- **Objective**: Copy out every record below exactly as written, but leave out any pictures.
---- Supplied data
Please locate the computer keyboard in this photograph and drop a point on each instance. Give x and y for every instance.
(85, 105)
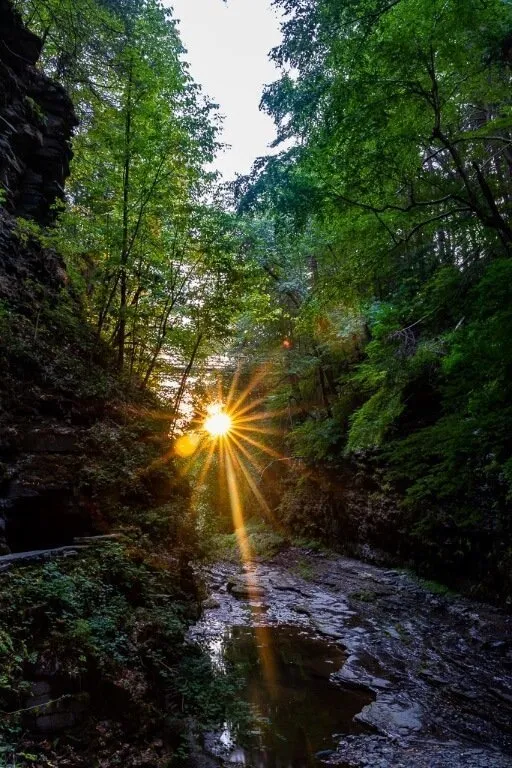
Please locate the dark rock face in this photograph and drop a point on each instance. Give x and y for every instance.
(36, 465)
(36, 121)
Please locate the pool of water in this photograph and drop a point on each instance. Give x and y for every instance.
(295, 707)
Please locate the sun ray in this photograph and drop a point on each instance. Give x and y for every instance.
(252, 485)
(235, 408)
(251, 459)
(260, 430)
(233, 386)
(257, 444)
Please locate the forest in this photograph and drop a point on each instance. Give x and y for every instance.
(346, 308)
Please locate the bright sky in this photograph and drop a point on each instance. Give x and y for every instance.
(228, 45)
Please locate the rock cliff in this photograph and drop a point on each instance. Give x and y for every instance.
(71, 449)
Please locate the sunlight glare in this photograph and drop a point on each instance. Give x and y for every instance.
(218, 423)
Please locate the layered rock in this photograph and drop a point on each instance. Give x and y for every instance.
(36, 121)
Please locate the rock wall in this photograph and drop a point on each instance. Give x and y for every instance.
(36, 121)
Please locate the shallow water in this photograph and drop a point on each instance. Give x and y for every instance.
(297, 710)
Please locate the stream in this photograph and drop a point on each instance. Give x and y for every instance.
(344, 663)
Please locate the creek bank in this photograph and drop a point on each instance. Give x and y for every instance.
(438, 667)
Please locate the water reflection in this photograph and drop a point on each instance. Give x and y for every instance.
(296, 708)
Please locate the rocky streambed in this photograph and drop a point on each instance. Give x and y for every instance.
(349, 664)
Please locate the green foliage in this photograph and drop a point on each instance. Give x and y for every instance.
(385, 236)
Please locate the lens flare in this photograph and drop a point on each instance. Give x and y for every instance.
(218, 423)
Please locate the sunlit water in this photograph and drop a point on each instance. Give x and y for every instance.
(297, 710)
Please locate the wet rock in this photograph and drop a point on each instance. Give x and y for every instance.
(211, 602)
(247, 591)
(393, 715)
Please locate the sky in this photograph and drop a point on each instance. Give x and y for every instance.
(227, 49)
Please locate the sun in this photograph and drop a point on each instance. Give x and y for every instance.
(218, 423)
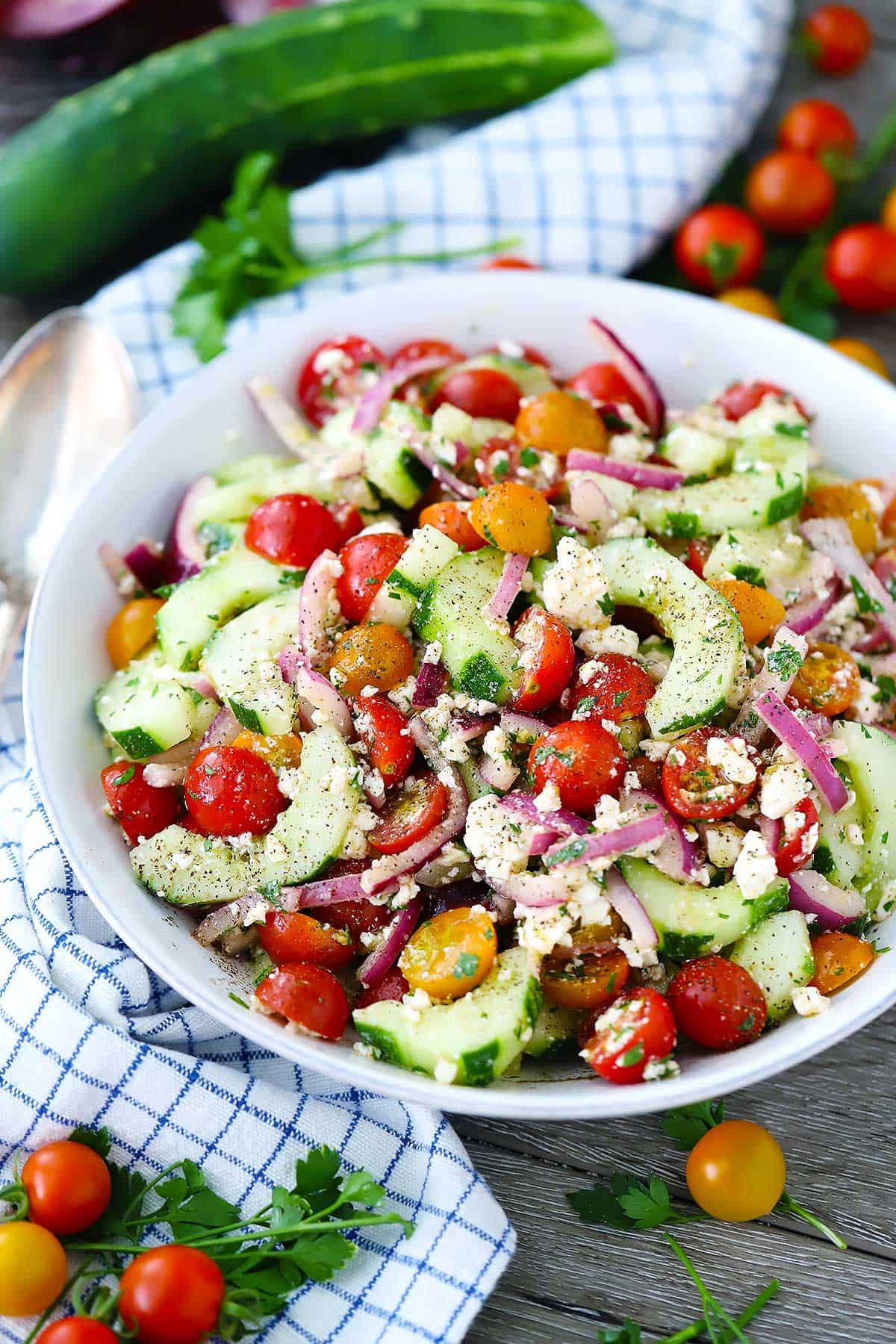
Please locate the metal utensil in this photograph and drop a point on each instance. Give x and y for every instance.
(67, 403)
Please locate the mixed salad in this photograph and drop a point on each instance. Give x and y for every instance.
(508, 712)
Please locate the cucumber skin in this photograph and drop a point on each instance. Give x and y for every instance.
(105, 163)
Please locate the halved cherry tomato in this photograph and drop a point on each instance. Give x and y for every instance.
(292, 530)
(547, 659)
(311, 996)
(450, 953)
(605, 383)
(828, 682)
(839, 959)
(449, 517)
(140, 811)
(588, 981)
(718, 1003)
(231, 791)
(694, 788)
(801, 843)
(370, 655)
(635, 1031)
(480, 391)
(610, 687)
(334, 374)
(719, 246)
(367, 562)
(417, 809)
(582, 759)
(171, 1295)
(388, 739)
(131, 629)
(69, 1187)
(293, 936)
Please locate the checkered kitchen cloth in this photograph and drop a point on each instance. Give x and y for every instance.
(591, 176)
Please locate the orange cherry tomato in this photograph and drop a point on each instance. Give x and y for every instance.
(370, 655)
(839, 959)
(450, 953)
(828, 682)
(132, 628)
(790, 191)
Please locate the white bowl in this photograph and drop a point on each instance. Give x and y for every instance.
(692, 346)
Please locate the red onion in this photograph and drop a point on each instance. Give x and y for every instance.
(815, 895)
(794, 734)
(644, 475)
(635, 374)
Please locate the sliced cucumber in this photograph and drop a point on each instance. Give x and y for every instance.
(480, 1035)
(778, 956)
(694, 920)
(709, 662)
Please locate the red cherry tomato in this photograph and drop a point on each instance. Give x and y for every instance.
(718, 1003)
(137, 808)
(696, 789)
(334, 376)
(388, 739)
(547, 659)
(311, 996)
(719, 246)
(69, 1187)
(837, 40)
(480, 391)
(367, 562)
(605, 383)
(292, 936)
(231, 791)
(862, 267)
(615, 688)
(635, 1031)
(420, 806)
(171, 1295)
(800, 847)
(292, 530)
(582, 759)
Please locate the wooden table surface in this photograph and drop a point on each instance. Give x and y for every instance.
(836, 1116)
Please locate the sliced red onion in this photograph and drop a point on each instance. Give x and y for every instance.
(794, 734)
(374, 969)
(375, 398)
(629, 909)
(644, 475)
(815, 895)
(509, 585)
(635, 374)
(832, 537)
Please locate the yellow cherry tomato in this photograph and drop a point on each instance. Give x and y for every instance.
(862, 352)
(33, 1269)
(132, 628)
(736, 1171)
(751, 302)
(514, 517)
(450, 953)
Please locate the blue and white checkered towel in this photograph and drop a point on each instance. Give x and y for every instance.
(591, 178)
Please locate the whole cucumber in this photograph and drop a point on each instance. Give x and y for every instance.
(101, 166)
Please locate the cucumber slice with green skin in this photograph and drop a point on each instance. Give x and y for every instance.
(240, 662)
(169, 129)
(709, 662)
(231, 582)
(778, 956)
(481, 1034)
(695, 920)
(147, 712)
(426, 557)
(190, 870)
(481, 660)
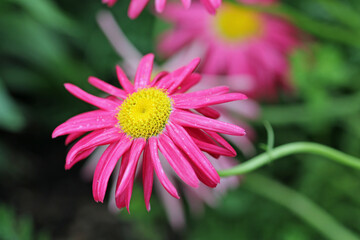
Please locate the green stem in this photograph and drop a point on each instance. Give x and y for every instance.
(289, 149)
(313, 26)
(300, 205)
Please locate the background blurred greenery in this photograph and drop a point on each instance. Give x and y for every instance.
(45, 43)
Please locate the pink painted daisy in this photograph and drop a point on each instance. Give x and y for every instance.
(137, 6)
(145, 117)
(239, 42)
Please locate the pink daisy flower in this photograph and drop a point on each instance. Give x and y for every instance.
(238, 41)
(137, 6)
(146, 117)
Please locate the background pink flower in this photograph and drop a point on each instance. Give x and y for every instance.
(238, 41)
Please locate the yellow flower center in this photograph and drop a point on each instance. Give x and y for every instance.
(145, 113)
(233, 22)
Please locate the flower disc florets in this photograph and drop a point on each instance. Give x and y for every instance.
(144, 113)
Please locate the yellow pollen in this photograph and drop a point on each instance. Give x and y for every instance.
(145, 113)
(234, 23)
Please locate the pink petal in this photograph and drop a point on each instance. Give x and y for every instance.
(189, 82)
(212, 149)
(153, 145)
(143, 73)
(124, 81)
(127, 173)
(208, 144)
(136, 7)
(94, 139)
(123, 200)
(106, 165)
(204, 101)
(205, 171)
(202, 93)
(84, 122)
(208, 112)
(110, 89)
(160, 5)
(173, 208)
(216, 3)
(71, 137)
(187, 119)
(148, 172)
(211, 9)
(177, 161)
(222, 141)
(173, 41)
(84, 154)
(120, 200)
(178, 79)
(86, 97)
(186, 3)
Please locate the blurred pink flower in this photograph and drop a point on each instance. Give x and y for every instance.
(137, 6)
(145, 117)
(238, 42)
(196, 198)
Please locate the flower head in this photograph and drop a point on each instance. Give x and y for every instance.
(146, 117)
(239, 42)
(137, 6)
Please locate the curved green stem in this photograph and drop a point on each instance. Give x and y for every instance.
(289, 149)
(300, 205)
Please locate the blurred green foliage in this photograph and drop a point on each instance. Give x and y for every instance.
(17, 228)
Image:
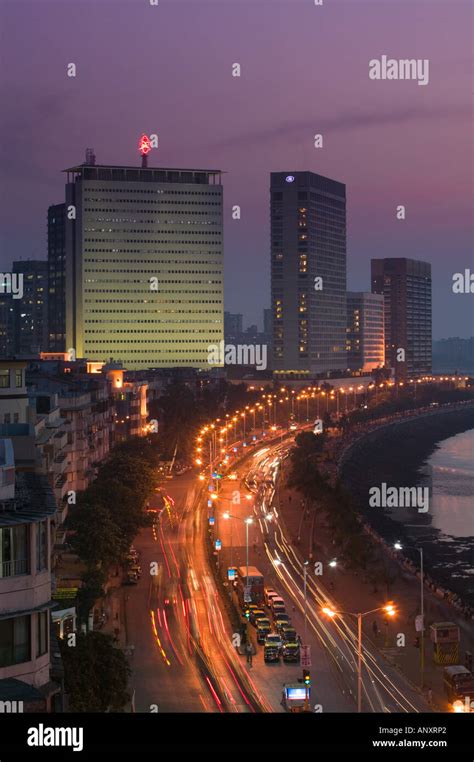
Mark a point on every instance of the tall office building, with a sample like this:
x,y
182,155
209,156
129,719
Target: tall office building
x,y
30,313
144,265
57,278
365,331
308,273
233,326
406,287
267,321
6,325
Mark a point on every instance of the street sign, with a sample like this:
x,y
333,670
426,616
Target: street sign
--------
- **Solution to this problem**:
Please locate the computer keyboard in this photograph and drop a point on each instance. Give x and y for every instance.
(85, 105)
Please locate the dark rock face in this photograph and drop a point on each instance. Give x and y for every instance.
(36, 465)
(36, 121)
Please locate the pool of water in this photograph and drop a point on each instance. Give x and y for every instance.
(295, 707)
Please locate the sun ray in this photograph and drop a point on each instance. Give x and y for every instance.
(252, 485)
(235, 408)
(251, 459)
(260, 430)
(233, 386)
(257, 444)
Please locate the forest in this photograph and drop a point on each instance. Give x and y for every instance.
(346, 308)
Please locate the bright sky in this photograph and drop a point on each instance. Give x and y for every instance.
(228, 45)
Please locate the rock cliff in this photograph and drop a point on each instance. Give x and y for every instance.
(71, 449)
Please locate the sunlight glare in this photograph and drop a point on each instance. Give x and y for every instance.
(218, 423)
Please locate the layered rock in this photograph and drop a point on each instance. Give x and y for every instance.
(36, 121)
Please locate the rock wall in this photograph and drop a point on each instance. Give x and y for every instance.
(36, 121)
Please locate the shallow water in this photograph and drop a point on each instance. Give x and y for every instance.
(297, 710)
Please locate the stream in this photograph and drop a point on each instance. Give x and y for every instance.
(344, 663)
Please locate the creek bank in this photograph and drop a point on each instance. Give x and y for every instance.
(438, 667)
Please locate the water reflection in this photograph and drop a point on each instance. Give x and y for every instance.
(296, 708)
Please locate the rocky streambed in this photograph and drop a point on each instance. Give x and y for every instance.
(349, 664)
Please locate the green foliage in this photograph and drop a point on each instance. Give x and y for every instance.
(385, 236)
Please locate the lens flare in this photograph and drop a point on each instance. Give x and y for every instance.
(218, 423)
Please locate the sunlit water in this photograph and drop a point on each instance. Give x and y for every instance.
(297, 710)
Please locate the wet rock in this photograph and drop a point on each instance. Give x and y for every instance.
(211, 602)
(247, 591)
(393, 715)
Please locate the sky in this photograph and drop a point on each instance. Give x and y for every instance.
(227, 49)
Please locate the sun in this photograph and drop a point on each instance. Give x and y for every instance.
(218, 423)
Please locate the metal utensil in this photograph and drop a point on each instance. Give x and y for every instance.
(67, 403)
Please locate the mixed salad in this photograph and drop a point on each instance. Give x and y for every instance.
(508, 712)
Please locate the cucumber skin in this photograph and drop a point on each instance. Give x and y for every instance.
(105, 163)
Please locate the halved cherry tomato in this photograph and drop a point on each instance. Give x and y for every instance.
(292, 530)
(547, 659)
(311, 996)
(450, 953)
(605, 383)
(828, 682)
(839, 959)
(449, 517)
(140, 811)
(588, 981)
(718, 1003)
(231, 791)
(694, 788)
(801, 843)
(370, 655)
(635, 1031)
(480, 391)
(610, 687)
(334, 374)
(719, 246)
(367, 562)
(417, 809)
(582, 759)
(171, 1295)
(388, 739)
(131, 629)
(69, 1187)
(293, 936)
Please locate the checkered kitchen cloth in this photograph and drop a point on each instance. Give x and y for every instance.
(591, 176)
Please locate the orange cherry tomato in this photograph and drop a point on each instance. Give x and y for every instance.
(370, 655)
(839, 959)
(450, 953)
(828, 682)
(132, 628)
(790, 191)
Please locate the white bowl in this photograph and drop a point on each instance. Give x and y for every instance.
(692, 346)
Please locate the red onion in this photograph and drop a point on each instance. Give x and y for every instance.
(815, 895)
(794, 734)
(644, 475)
(635, 374)
Please locate the sliced cucumber in this photograph and drop a point on each instance. Give x and y for every instance.
(480, 1035)
(778, 956)
(694, 920)
(709, 662)
Please locate the red cherry tomato in this photograph and drop a point on each instance. Give x and y for every instance.
(718, 1003)
(137, 808)
(696, 789)
(334, 376)
(388, 739)
(547, 659)
(311, 996)
(719, 246)
(69, 1187)
(837, 40)
(480, 391)
(367, 562)
(605, 383)
(292, 936)
(231, 791)
(862, 267)
(615, 688)
(635, 1031)
(420, 806)
(171, 1295)
(800, 847)
(292, 530)
(582, 759)
Please locate the wooden table surface in this photograph and drop a point on each instance. Give x and y for every instance.
(836, 1116)
Please locate the sliced red onion in this photograph and drop a point on each instance. Give x and y for every instance.
(794, 734)
(374, 969)
(375, 398)
(629, 909)
(644, 475)
(815, 895)
(509, 585)
(635, 374)
(832, 537)
Please locate the yellow cherry tomato in this photograph and drop a point on each instance. Give x and y for every instance.
(862, 352)
(33, 1269)
(132, 628)
(736, 1171)
(751, 302)
(514, 517)
(450, 953)
Please locate the blue and white checkered towel in this photograph and drop a point on each instance. Give x and y for every instance.
(591, 178)
Please locate the whole cucumber in this photograph and drop a point on each instance. Give x and y for every instance.
(101, 166)
Please locate the cucumber slice with green skin in this photograph and drop a point on each instance. Give x and y for every instance.
(240, 662)
(169, 129)
(709, 662)
(231, 582)
(778, 956)
(481, 1034)
(695, 920)
(147, 712)
(426, 557)
(190, 870)
(481, 660)
Please locate the green stem in this photograph and drop a point on each instance. Give x and y for every instance.
(289, 149)
(313, 26)
(300, 205)
Please locate the background blurred greenery in this photograph and drop a point on each instance. Give x and y for every instance.
(45, 43)
Please locate the pink painted daisy in this photograph and drop a point on each instance. Give x and y for every instance.
(137, 6)
(145, 117)
(239, 42)
Please locate the pink daisy flower in this photograph and drop a point on each instance. Give x and y for every instance.
(238, 41)
(137, 6)
(146, 117)
Please locate the background pink flower in this photograph and drop a point on each instance. Give x and y for every instance.
(238, 41)
Please locate the yellow flower center in this photograph and drop a point on each instance. Give x and y for every instance.
(145, 113)
(233, 22)
Please locate the flower disc florets in this photograph and drop a point on each instance. Give x and y for every instance.
(144, 113)
Please locate the yellow pollen in this photograph and drop a point on each instance. Give x and y for every instance.
(145, 113)
(234, 23)
Please locate the pink petal in this photograph and drop a point on each instance. Give x and y for every instance.
(189, 82)
(212, 149)
(153, 145)
(143, 73)
(124, 81)
(127, 173)
(208, 144)
(136, 7)
(94, 139)
(123, 200)
(106, 165)
(204, 101)
(205, 171)
(202, 93)
(84, 122)
(208, 112)
(110, 89)
(160, 5)
(173, 208)
(216, 3)
(71, 137)
(187, 119)
(148, 172)
(211, 9)
(177, 161)
(222, 141)
(173, 41)
(84, 154)
(120, 200)
(178, 79)
(86, 97)
(186, 3)
Please locate the blurred pink flower in this photograph and drop a point on each instance. Give x and y for every instance.
(137, 6)
(145, 117)
(238, 42)
(196, 198)
Please locate the flower head in this photograph and drop a point on each instance. Give x and y for every instance.
(146, 117)
(239, 42)
(137, 6)
Please locate the curved green stem in this photograph and drop a point on each instance. Give x and y for every instance.
(289, 149)
(300, 205)
Please locate the blurred green foliage in this photograph and drop a point on each instance. Give x and y for every instance.
(17, 228)
Image:
Mark a point on every instance of the tall office building, with a sample like this:
x,y
182,155
209,156
129,719
Target: tall office building
x,y
30,313
144,265
57,278
365,331
308,273
233,326
406,287
267,321
6,325
Mark a point on every instance of the street sign, with a sample like this:
x,y
333,670
426,616
Target: street sign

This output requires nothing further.